----- TEXTO EXIBIDO
ZONA SUL – O Colégio de Ceará-Mirim provoca saudades em você? Quais as recordações daquele tempo?
PAULO – A lembrança mais forte que tenho daquela época é o conjunto musical que foi criado no colégio. Eu tocava triângulo, um colega era o responsável pelo violão, outro pela sanfona. Tinha um terceiro, no pandeiro. O repertório era Luiz Gonzaga e aqueles forrós que faziam sucesso naquele tempo.
ZONA SUL – Você entrou nessa banda porque gostava de música ou seu objetivo era impressionar as mulheres?
PAULO – (risos) Acho que foi pelos dois motivos. Naquela época, de tudo eu gostava um pouco, mas o que eu não perdia mesmo era o futebol. Eu sempre era o primeiro a chegar no futebol de salão, e o último a sair.
----------
----- LINHAS DE DADOS
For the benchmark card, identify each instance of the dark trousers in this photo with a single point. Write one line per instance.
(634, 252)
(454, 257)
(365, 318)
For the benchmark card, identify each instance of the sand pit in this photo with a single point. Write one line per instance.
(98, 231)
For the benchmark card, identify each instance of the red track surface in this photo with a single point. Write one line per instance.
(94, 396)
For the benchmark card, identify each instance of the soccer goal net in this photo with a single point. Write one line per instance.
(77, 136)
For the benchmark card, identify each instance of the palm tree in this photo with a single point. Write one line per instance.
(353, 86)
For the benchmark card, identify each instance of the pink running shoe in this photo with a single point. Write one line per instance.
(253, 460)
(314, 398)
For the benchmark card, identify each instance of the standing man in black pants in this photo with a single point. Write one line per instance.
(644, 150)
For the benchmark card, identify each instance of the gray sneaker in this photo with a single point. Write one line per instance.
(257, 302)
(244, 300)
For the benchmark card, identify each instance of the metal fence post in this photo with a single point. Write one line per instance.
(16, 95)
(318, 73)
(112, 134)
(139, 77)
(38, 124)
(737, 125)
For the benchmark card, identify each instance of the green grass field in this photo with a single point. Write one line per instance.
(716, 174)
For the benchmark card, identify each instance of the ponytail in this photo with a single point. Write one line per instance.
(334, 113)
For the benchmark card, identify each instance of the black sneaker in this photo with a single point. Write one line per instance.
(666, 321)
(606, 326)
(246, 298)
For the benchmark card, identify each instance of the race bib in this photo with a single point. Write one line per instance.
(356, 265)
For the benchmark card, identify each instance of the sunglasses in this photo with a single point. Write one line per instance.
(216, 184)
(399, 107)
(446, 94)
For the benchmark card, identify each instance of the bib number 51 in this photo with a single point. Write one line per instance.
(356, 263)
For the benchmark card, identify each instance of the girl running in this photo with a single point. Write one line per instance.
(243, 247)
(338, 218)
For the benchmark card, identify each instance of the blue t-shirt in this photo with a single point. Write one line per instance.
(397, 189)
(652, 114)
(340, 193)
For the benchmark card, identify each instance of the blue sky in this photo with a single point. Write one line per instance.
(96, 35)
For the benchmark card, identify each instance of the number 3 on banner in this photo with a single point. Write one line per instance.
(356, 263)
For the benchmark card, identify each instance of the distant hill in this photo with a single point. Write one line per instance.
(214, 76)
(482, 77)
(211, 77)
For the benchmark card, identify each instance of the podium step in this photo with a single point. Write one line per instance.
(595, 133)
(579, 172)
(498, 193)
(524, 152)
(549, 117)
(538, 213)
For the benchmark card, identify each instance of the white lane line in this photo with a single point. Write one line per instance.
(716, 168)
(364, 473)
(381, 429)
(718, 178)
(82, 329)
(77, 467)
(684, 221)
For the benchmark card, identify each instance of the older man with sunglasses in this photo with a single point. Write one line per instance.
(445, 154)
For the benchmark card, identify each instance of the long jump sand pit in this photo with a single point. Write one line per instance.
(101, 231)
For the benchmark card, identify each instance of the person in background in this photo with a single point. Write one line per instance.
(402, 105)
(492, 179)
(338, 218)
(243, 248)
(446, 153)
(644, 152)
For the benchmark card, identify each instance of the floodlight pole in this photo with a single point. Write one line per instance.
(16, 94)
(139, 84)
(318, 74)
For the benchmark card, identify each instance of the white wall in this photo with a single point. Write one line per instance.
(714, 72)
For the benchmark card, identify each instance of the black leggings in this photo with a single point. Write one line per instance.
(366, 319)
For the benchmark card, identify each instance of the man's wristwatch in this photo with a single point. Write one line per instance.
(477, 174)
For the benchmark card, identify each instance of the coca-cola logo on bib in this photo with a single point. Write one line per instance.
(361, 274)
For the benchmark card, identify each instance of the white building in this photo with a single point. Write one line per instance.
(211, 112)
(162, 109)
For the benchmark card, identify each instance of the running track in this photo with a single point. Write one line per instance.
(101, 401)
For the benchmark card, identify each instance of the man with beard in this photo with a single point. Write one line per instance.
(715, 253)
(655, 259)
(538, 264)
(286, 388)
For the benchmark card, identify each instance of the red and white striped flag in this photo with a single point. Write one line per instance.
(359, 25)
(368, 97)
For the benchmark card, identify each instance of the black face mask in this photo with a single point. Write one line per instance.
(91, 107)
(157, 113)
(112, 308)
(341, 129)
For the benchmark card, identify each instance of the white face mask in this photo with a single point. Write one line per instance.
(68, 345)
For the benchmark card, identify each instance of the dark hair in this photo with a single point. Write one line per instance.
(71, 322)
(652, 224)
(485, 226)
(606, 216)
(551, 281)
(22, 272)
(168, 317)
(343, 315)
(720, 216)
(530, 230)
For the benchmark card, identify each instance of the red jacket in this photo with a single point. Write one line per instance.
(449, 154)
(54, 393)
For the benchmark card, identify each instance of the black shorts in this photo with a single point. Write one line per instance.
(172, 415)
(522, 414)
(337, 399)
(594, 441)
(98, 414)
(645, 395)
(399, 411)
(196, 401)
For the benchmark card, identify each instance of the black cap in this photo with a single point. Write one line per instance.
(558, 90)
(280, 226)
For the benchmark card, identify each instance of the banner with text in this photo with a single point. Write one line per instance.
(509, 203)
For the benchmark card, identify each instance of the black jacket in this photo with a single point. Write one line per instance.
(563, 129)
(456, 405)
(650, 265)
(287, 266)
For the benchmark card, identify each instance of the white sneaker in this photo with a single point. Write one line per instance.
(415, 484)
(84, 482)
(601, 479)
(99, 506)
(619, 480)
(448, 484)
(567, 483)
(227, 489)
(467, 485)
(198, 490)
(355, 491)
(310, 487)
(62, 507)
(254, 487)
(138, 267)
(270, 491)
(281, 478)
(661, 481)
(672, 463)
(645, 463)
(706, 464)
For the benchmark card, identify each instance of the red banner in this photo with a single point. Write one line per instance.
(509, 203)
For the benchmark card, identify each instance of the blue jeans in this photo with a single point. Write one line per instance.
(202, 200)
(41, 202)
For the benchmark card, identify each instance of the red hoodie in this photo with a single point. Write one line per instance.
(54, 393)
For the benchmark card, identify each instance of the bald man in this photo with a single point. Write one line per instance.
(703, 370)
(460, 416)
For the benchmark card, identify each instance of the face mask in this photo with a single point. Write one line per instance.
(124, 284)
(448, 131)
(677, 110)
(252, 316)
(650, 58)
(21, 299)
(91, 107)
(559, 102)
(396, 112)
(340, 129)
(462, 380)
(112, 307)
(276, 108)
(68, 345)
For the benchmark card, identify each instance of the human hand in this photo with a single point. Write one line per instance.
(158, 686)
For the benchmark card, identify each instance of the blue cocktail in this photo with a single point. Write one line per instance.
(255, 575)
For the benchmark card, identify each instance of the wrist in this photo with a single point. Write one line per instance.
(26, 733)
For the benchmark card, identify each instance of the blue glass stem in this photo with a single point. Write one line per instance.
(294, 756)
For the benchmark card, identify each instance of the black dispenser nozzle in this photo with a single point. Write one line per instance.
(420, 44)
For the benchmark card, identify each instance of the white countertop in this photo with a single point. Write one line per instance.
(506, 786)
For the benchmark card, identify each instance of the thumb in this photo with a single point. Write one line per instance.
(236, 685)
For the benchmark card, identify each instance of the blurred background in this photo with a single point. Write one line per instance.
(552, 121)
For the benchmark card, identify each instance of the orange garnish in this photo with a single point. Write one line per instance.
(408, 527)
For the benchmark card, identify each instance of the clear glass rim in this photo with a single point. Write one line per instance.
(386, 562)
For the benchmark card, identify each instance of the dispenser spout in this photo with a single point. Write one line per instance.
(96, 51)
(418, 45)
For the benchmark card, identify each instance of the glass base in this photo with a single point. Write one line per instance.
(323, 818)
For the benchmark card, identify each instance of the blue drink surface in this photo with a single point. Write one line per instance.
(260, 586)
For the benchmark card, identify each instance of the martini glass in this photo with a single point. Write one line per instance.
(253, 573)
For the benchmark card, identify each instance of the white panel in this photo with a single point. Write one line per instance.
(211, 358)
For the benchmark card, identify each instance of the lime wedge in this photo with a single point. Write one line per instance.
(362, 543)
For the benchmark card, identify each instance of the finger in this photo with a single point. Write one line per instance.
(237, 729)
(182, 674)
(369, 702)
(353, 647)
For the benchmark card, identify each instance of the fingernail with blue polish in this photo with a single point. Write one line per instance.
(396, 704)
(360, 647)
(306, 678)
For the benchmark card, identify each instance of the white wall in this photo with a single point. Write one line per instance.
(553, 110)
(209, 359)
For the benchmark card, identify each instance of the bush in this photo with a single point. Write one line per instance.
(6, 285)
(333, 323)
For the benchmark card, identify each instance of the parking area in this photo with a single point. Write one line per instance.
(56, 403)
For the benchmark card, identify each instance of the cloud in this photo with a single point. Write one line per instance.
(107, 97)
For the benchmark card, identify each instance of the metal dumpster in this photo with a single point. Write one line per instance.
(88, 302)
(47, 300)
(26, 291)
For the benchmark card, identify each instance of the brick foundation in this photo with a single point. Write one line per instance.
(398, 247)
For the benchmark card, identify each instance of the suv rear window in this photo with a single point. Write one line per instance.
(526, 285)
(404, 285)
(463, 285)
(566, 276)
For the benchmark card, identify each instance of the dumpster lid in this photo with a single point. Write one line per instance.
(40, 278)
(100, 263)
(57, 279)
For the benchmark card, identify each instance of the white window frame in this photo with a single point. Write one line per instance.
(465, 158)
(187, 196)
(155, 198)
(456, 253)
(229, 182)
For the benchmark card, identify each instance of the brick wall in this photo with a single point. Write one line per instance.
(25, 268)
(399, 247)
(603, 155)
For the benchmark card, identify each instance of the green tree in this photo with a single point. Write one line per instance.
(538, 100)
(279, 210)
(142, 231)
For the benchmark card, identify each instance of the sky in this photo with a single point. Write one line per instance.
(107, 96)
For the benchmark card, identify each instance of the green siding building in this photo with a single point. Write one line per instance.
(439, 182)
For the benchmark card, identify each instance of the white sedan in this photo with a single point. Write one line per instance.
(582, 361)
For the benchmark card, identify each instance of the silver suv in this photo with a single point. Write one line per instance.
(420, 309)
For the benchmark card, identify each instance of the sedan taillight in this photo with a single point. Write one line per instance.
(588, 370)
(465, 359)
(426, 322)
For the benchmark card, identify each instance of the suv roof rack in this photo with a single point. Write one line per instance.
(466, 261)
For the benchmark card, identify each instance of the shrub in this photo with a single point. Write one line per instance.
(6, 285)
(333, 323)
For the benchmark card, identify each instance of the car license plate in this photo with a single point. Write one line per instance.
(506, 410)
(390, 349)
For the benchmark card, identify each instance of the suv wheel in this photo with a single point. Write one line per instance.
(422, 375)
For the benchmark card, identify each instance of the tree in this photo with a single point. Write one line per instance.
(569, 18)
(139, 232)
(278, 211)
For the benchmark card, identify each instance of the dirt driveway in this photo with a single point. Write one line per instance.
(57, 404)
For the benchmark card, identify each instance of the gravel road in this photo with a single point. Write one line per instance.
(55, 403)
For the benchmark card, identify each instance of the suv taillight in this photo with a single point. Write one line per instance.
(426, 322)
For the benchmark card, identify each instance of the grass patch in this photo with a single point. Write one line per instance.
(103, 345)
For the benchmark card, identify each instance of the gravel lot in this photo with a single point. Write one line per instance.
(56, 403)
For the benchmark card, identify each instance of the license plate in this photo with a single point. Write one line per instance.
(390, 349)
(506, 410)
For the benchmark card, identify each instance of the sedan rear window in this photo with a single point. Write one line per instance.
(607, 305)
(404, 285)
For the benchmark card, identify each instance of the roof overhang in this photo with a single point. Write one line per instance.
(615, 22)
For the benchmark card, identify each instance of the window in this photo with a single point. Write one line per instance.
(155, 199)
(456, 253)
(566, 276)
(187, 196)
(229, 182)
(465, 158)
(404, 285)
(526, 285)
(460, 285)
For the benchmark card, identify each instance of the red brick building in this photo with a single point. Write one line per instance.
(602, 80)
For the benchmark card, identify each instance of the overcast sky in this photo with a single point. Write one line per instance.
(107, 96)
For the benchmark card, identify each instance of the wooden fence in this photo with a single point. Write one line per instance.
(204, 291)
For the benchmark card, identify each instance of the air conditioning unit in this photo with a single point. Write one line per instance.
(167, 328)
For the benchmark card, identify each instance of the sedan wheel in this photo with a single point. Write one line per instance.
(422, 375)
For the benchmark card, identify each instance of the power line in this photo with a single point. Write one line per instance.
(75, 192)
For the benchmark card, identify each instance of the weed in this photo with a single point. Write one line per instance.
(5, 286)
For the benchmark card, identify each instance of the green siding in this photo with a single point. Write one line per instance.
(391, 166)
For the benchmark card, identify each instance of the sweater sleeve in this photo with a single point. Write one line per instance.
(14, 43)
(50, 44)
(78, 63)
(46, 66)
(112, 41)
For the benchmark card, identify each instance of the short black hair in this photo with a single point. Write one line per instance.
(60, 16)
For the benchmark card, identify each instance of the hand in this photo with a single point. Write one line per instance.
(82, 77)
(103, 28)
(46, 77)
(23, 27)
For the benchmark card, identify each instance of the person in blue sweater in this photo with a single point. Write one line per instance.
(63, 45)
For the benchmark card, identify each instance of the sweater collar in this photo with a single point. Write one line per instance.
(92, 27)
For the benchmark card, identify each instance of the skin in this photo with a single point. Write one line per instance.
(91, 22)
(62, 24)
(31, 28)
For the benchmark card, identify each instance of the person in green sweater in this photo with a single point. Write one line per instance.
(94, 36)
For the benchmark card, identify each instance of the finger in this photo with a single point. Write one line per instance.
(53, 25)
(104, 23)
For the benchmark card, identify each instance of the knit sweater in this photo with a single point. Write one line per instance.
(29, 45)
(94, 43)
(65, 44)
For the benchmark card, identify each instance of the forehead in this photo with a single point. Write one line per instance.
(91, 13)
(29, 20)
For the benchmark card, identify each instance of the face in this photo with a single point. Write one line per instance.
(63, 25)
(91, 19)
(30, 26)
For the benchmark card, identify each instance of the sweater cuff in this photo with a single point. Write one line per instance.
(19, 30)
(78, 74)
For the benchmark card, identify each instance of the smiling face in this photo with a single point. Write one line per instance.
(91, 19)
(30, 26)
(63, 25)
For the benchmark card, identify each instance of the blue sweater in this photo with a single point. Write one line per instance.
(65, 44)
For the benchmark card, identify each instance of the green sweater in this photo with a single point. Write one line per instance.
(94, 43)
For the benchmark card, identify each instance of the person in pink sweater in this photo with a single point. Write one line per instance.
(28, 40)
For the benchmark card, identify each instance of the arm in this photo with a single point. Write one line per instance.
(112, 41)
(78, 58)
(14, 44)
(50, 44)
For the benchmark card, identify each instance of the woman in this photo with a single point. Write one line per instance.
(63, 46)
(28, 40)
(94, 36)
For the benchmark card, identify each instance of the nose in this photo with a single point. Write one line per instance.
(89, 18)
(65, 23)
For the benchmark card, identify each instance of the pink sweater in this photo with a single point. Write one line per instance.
----------
**INSTRUÇÕES:**
[A] Reescreva em forma de lista o parágrafo da entrevista que começa com "A lembrança mais forte", conservando os fatos principais.
[B] Devolva, sem qualquer alteração, o trecho da entrevista que começa nas palavras "PAULO – (risos)" e termina logo após "último a sair.".
Baseie-se somente na entrevista.

**AS RESPOSTAS:**
[A]
- A lembrança mais forte daquela época é o conjunto musical criado no colégio.
- Paulo tocava triângulo.
- Um colega tocava violão, outro tocava sanfona e um terceiro tocava pandeiro.
- O repertório era de Luiz Gonzaga e dos forrós que faziam sucesso na época.

[B]
PAULO – (risos) Acho que foi pelos dois motivos. Naquela época, de tudo eu gostava um pouco, mas o que eu não perdia mesmo era o futebol. Eu sempre era o primeiro a chegar no futebol de salão, e o último a sair.